- [Given text]:
# Can anyone tell me what brand knife this is?



## zaxmyth (Jul 28, 2015)

While wandering my local Salvation Army, which I do about once a week looking for neat kitchen gadgets, old knives, etc, I found a small (about 6.5" blade) cleaver for $.25. I figured I would try to put an edge on it and use it for sushi, tomatoes, little things like that. If it wouldn't hold one, at least it would look awesome in my kitchen. When I got home and started cleaning it up I noticed it had some writing on it "nevco stainless steel Japan". It took me forever to decipher the cursive and make out "nevco" and even after a lot of searching the web, ebay, and the likes, I can't find anything like it. I've found the company, and some of their products have the same ivory colored Bakelite handle, but I'm having zero luck finding a a date or anything else. Does anyone have any info? I'll also post a picture shortly.


----------



## zaxmyth (Jul 28, 2015)

DSC_0040.JPG




__
zaxmyth


__
Mar 11, 2016








Also, I discovered when I put an edge on it that it is actually a very nice knife. I was able to get it RAZOR sharp and it holds an edge better than any knife I have used. Its actually become my favorite knife and I'll catch myself using it for anything and everything because its so nice to use haha


----------



## brianshaw (Dec 18, 2010)

Well good for you, finding s knife that works for you... And especially at such a good price. Many of us have "junk" knives that meet our needs!

Interestingly, there are some who share your use of a cleaver for general purpose use. I tried but failed.


----------



## Hank (Sep 8, 2015)

Nice find. I once was out for a walk and found a cleaver at a garage sale. I bought it for a buck but had to carry it home for 2 miles! Got a couple funny looks, but the cops didn't get involved. /img/vbsmilies/smilies/peace.gif


----------



## zaxmyth (Jul 28, 2015)

Haha that's my favorite part, the looks when I get to the register and I'm buying an old hand mixer, a bag of old cutlery, a box of bungie cords, and an ancient miniature garlic press are priceless lol


----------



## zaxmyth (Jul 28, 2015)

BrianShaw said:


> Well good for you, finding s knife that works for you... And especially at such a good price. Many of us have "junk" knives that meet our needs!
> 
> Interestingly, there are some who share your use of a cleaver for general purpose use. I tried but failed.


This one is small and light but it's very balanced so it's like a chef knife/santoku hybrid, if you found one that had the right balance, you could do it for sure.


----------



## cerise (Jul 5, 2013)

Way to go! I searched eBay in the US under nevco. Did not see the cleaver you described, but looks like their products are circa 1950 to about 1967. Great find.

- [Stated goal 1]:
Transcribe the part of the knife thread that opens with the words containing "## brianshaw (Dec" and closes with "(Sep 8, 2015)".

(Saved data entries)
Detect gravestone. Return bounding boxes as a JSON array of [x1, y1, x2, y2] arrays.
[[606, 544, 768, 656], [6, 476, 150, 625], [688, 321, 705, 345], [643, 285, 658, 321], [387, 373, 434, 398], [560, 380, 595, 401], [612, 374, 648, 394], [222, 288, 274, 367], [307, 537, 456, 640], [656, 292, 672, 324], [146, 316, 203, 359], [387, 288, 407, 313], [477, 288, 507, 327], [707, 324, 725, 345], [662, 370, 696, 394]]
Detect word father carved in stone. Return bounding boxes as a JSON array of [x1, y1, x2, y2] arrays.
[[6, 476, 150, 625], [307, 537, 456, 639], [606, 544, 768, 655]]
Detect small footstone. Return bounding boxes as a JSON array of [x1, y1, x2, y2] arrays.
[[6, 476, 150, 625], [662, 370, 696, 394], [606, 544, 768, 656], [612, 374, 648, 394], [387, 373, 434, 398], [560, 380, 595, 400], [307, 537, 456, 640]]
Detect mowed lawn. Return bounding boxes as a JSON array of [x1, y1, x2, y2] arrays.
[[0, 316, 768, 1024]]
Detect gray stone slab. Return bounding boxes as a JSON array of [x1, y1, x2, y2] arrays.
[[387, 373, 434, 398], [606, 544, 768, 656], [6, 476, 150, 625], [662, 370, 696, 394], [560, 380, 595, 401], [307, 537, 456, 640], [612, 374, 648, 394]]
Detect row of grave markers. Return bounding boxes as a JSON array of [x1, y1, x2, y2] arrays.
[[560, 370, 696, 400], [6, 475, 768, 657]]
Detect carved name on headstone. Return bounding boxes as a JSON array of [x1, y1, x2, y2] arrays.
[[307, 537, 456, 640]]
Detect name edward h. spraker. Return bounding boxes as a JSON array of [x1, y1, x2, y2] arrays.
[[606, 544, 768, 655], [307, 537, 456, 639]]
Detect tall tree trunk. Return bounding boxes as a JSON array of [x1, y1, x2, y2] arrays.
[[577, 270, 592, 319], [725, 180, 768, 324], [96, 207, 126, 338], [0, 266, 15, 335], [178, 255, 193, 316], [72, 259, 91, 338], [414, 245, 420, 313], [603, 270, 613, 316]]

- [Stated goal 2]:
Repeat word for word the rows in the saved data entries, from the first line through the line that contains "[[560, 370, 696, 400], [6, 475, 768, 657]]", including both ends.

- [Right answer 1]:
## brianshaw (Dec 18, 2010)

Well good for you, finding s knife that works for you... And especially at such a good price. Many of us have "junk" knives that meet our needs!

Interestingly, there are some who share your use of a cleaver for general purpose use. I tried but failed.


----------



## Hank (Sep 8, 2015)

- [Right answer 2]:
Detect gravestone. Return bounding boxes as a JSON array of [x1, y1, x2, y2] arrays.
[[606, 544, 768, 656], [6, 476, 150, 625], [688, 321, 705, 345], [643, 285, 658, 321], [387, 373, 434, 398], [560, 380, 595, 401], [612, 374, 648, 394], [222, 288, 274, 367], [307, 537, 456, 640], [656, 292, 672, 324], [146, 316, 203, 359], [387, 288, 407, 313], [477, 288, 507, 327], [707, 324, 725, 345], [662, 370, 696, 394]]
Detect word father carved in stone. Return bounding boxes as a JSON array of [x1, y1, x2, y2] arrays.
[[6, 476, 150, 625], [307, 537, 456, 639], [606, 544, 768, 655]]
Detect small footstone. Return bounding boxes as a JSON array of [x1, y1, x2, y2] arrays.
[[6, 476, 150, 625], [662, 370, 696, 394], [606, 544, 768, 656], [612, 374, 648, 394], [387, 373, 434, 398], [560, 380, 595, 400], [307, 537, 456, 640]]
Detect mowed lawn. Return bounding boxes as a JSON array of [x1, y1, x2, y2] arrays.
[[0, 316, 768, 1024]]
Detect gray stone slab. Return bounding boxes as a JSON array of [x1, y1, x2, y2] arrays.
[[387, 373, 434, 398], [606, 544, 768, 656], [6, 476, 150, 625], [662, 370, 696, 394], [560, 380, 595, 401], [307, 537, 456, 640], [612, 374, 648, 394]]
Detect row of grave markers. Return bounding boxes as a JSON array of [x1, y1, x2, y2] arrays.
[[560, 370, 696, 400], [6, 475, 768, 657]]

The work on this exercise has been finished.